▸ **The task**
If a record below holds a picture, leave the picture out and copy the rest exactly.

▸ **Data items**
====================

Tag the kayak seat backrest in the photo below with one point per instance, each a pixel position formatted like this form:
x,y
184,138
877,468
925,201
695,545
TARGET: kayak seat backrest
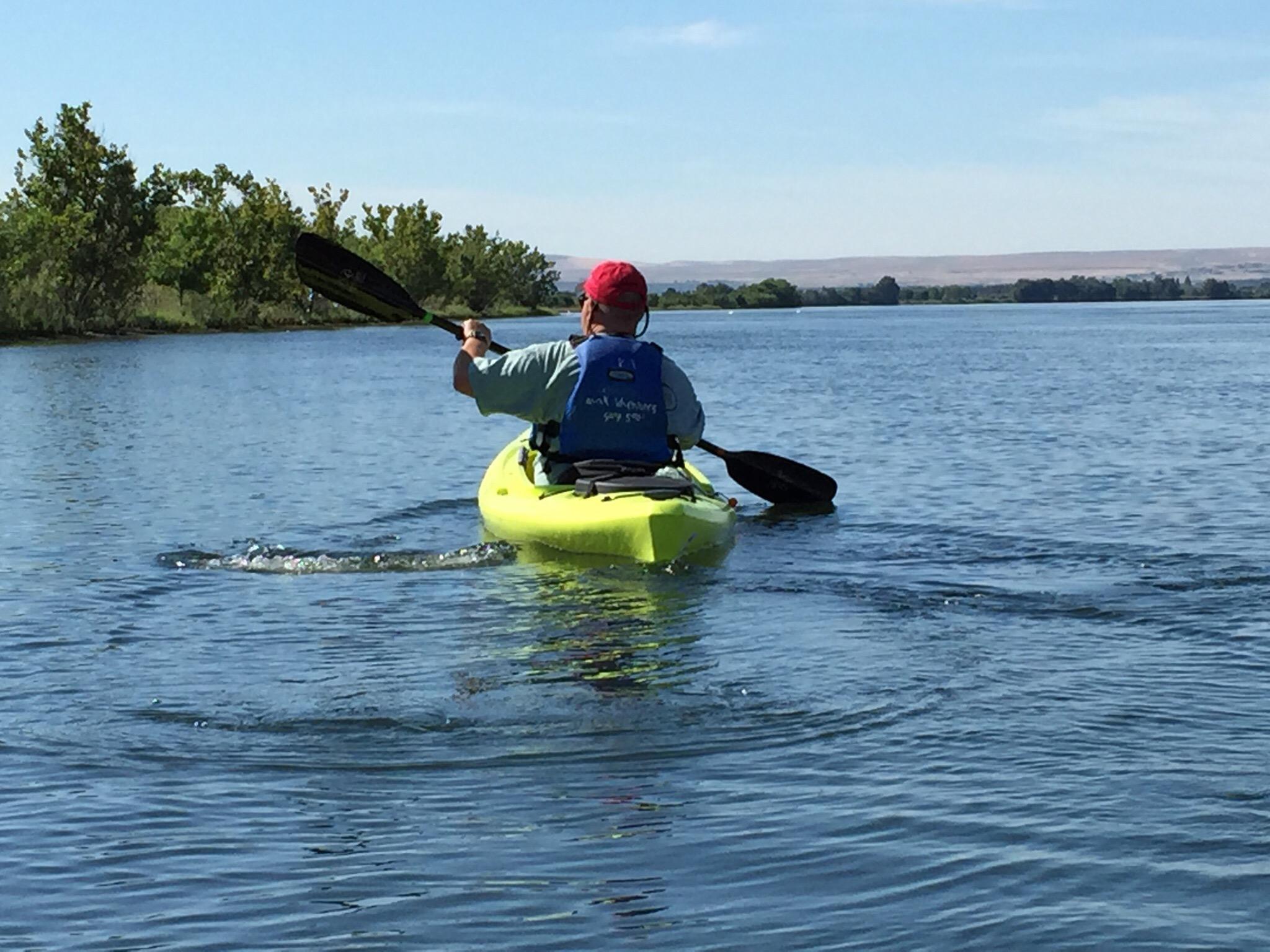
x,y
653,487
609,477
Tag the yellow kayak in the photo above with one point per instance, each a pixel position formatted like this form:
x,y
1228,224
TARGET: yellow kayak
x,y
649,519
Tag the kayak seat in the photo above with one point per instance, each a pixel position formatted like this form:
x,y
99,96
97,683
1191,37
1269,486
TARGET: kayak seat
x,y
652,487
611,477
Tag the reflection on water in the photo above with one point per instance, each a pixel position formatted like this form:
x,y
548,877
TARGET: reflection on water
x,y
624,628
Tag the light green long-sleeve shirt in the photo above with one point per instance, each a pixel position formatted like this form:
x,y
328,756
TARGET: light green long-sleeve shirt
x,y
535,382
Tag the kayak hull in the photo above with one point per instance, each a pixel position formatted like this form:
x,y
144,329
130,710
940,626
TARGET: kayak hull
x,y
623,524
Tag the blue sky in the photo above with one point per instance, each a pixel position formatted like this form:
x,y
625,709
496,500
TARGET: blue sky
x,y
660,131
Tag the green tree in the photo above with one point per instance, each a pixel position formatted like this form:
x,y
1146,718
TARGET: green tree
x,y
886,293
528,278
474,267
326,215
255,265
186,247
406,242
76,224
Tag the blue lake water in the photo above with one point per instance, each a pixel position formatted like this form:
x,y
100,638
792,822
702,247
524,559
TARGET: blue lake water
x,y
266,685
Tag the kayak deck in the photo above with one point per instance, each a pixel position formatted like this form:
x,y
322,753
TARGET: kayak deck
x,y
628,524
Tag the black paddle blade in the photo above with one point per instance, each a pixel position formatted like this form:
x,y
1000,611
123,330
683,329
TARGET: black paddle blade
x,y
349,280
780,480
774,478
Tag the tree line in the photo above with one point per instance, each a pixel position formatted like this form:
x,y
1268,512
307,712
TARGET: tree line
x,y
778,293
88,245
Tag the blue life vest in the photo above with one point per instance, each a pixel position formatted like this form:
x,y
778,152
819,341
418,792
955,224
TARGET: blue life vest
x,y
616,410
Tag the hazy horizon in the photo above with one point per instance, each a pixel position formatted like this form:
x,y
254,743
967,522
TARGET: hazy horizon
x,y
700,131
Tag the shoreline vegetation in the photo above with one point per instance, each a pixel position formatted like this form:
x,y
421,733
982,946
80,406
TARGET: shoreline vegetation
x,y
88,249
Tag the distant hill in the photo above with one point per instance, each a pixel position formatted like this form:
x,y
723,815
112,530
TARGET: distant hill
x,y
1226,263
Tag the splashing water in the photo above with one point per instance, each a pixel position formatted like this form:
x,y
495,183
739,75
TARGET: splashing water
x,y
282,560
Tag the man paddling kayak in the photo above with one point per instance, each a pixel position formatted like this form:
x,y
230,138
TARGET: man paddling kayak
x,y
602,394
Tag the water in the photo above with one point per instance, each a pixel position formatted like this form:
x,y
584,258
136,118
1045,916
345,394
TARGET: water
x,y
266,685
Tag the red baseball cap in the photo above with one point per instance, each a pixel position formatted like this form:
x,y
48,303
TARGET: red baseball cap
x,y
618,284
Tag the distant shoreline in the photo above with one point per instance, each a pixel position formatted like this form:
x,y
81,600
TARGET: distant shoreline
x,y
141,333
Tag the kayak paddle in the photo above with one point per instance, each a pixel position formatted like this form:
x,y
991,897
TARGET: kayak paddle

====================

▸ **Output for this task**
Tag the kayak seat backrest in the photo below with one point per instance, each a pixel position formatted like this form:
x,y
184,138
877,468
925,201
695,545
TARGET: kayak seat backrest
x,y
653,487
609,477
Tag the yellow kayak in the photo above with one point per instance, each a pixel position formatted like this form:
x,y
1228,224
TARGET: yellow kayak
x,y
649,519
Tag the kayak seat in the photo above with one point per instance, each a pixel position formatted like this form:
x,y
99,96
97,683
1191,37
1269,486
TARGET: kayak seat
x,y
652,487
611,477
Tag the reflection on water in the photo above with one point per instance, each a pixel position formatted like this form:
x,y
548,877
TARGET: reflection on water
x,y
624,628
Tag the light green long-sleeve shirt in the photo above with one point per instance, each a pixel position formatted like this form:
x,y
328,756
TARGET: light green long-sleeve shirt
x,y
535,382
Tag the kayak hull in the photo above with one point per instance, each a pixel position formatted like this form:
x,y
144,329
130,710
940,626
TARGET: kayak hull
x,y
623,524
Tag the blue sky in the photo above with one point per instance, each a pixel position formatted like this form:
x,y
625,709
496,500
TARGET: blue sky
x,y
660,131
Tag the green tree in the photo above with one point per instance, each a pixel position formatted like this form:
x,y
1146,718
TARGET: green tree
x,y
886,293
528,278
474,267
326,215
255,265
186,247
406,242
76,224
Tag the blue lake water in the photo above with one point per instance, each a pixel position formatted like this form:
x,y
100,638
792,822
702,247
524,559
TARGET: blue lake water
x,y
266,685
Tag the kayak deck in the photo above with one point per instance, each a pixel position formatted like this form:
x,y
322,753
TARGET: kayak deck
x,y
628,524
Tag the black paddle blade in the photo above with one point per instance, each a pixel position formatted like this form:
x,y
1000,611
123,330
683,329
TARGET: black paddle blade
x,y
349,280
780,480
774,478
Tag the tree line in the photo above with one point per instance, each a pixel position formatted like this form:
x,y
1268,512
307,712
TARGET: tree line
x,y
778,293
88,245
Tag the blue life vest in the photo above with one point per instance, each a pixel position formatted like this form:
x,y
778,152
819,341
418,792
955,224
TARGET: blue life vest
x,y
616,410
Tag the hazy horizon in the photo above with one point per instance, each a pixel position formatted like this form:
x,y
254,743
967,522
TARGET: hazy horizon
x,y
700,131
Tag the shoreline vegetation in the photo above with one point per instance, each a pixel position formatted like this form:
x,y
421,733
982,946
80,406
TARGET: shoreline vegetation
x,y
88,249
Tag the distant hill in the photo above with one point per instance, each a pixel position formatted like this form:
x,y
723,815
112,530
TARGET: distant hill
x,y
1226,263
Tag the splashing water in the photo above with one point per instance, each a pixel position formatted like this form:
x,y
495,183
739,75
TARGET: splashing water
x,y
282,560
Tag the man paddling kayak in the photo above with one point per instance, each a pixel position formatted like this form:
x,y
230,138
TARGET: man paddling kayak
x,y
602,394
Tag the water in the photo above with one point per instance, each a pixel position formatted like this form:
x,y
584,258
136,118
1045,916
345,394
TARGET: water
x,y
266,685
Tag the red baseball cap in the photo above with one point per instance, each a pixel position formatted like this form:
x,y
48,303
TARGET: red baseball cap
x,y
618,284
Tag the distant shoreline in the photo above with one point per instance, each a pixel position formatted like this form:
x,y
81,600
TARGET: distant shoreline
x,y
141,333
Tag the kayak paddle in the photo above with one point per instance, each a pixel position formatted like this form:
x,y
991,897
TARGET: kayak paddle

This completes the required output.